Segment Start: Records to use

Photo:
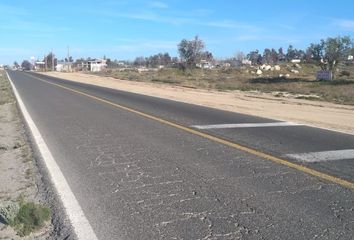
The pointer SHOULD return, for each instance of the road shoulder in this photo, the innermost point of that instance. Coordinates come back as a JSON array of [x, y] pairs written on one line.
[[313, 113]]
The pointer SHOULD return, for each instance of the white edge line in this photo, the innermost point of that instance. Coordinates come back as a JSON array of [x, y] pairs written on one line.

Segment End: Records to use
Segment Start: Records to use

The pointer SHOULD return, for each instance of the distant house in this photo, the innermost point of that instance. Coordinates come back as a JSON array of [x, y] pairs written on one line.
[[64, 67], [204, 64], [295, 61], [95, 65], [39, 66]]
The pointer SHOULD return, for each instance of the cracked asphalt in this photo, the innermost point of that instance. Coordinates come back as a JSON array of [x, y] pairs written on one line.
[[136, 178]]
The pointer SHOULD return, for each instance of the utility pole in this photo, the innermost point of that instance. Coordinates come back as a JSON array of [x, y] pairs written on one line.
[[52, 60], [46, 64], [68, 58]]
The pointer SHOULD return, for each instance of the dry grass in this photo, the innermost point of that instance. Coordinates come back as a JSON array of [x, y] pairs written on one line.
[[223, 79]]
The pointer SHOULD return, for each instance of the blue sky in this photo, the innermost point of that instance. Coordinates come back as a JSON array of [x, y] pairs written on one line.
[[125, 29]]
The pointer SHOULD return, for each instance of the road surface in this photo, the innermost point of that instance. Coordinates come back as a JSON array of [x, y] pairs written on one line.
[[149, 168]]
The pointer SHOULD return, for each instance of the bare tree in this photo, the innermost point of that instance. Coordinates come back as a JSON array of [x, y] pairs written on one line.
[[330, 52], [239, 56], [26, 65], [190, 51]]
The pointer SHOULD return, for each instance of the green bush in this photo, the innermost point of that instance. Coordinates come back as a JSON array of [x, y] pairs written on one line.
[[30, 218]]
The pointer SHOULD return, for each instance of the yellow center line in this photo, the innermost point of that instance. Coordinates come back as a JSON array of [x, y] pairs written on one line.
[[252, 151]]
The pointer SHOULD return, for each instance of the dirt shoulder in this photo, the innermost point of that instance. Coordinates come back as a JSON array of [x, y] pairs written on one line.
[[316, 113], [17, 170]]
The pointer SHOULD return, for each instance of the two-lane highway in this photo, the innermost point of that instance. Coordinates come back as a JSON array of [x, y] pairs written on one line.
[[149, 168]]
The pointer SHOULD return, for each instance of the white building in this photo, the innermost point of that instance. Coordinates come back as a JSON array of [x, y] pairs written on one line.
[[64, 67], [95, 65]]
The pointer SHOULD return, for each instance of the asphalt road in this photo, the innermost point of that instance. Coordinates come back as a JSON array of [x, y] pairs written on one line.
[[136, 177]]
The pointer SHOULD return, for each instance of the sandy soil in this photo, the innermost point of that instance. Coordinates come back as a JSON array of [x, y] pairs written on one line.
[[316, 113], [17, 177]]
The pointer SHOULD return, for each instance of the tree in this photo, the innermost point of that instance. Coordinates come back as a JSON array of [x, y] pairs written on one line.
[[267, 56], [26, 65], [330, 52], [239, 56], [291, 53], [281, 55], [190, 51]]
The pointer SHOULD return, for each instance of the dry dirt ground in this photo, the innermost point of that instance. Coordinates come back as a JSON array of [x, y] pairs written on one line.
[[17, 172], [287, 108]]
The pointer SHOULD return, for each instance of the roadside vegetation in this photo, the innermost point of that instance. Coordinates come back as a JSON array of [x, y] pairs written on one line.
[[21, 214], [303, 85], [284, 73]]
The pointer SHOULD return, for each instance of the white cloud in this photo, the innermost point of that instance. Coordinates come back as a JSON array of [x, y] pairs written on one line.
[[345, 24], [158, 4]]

Segment End: Records to use
Segment Start: Records to use

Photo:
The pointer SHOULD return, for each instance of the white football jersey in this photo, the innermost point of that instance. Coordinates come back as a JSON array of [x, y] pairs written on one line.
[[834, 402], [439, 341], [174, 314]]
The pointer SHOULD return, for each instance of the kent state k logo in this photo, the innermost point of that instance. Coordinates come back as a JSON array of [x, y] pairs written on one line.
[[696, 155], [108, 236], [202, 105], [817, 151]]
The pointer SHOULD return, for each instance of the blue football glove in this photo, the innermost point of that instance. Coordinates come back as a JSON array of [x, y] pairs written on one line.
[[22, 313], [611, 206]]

Segment End: Records to use

# What the exercise asks:
Starting with the line above that holds "the road shoulder" and stopping with the line that holds "The pointer SHOULD return, for each instance of the white edge", reproduce each line exactly, omitting all other lines.

# Solution for this task:
The pointer SHOULD return, for each instance of the road shoulder in this photo, the innermost point of that instance. Coordinates come back as a JSON array of [x, y] pairs written on one line.
[[313, 113]]
The pointer SHOULD return, for each instance of the white edge line in this photo, the innermost point of that instance. Coordinates come back as a JSON array of [x, y] pairs written on one line.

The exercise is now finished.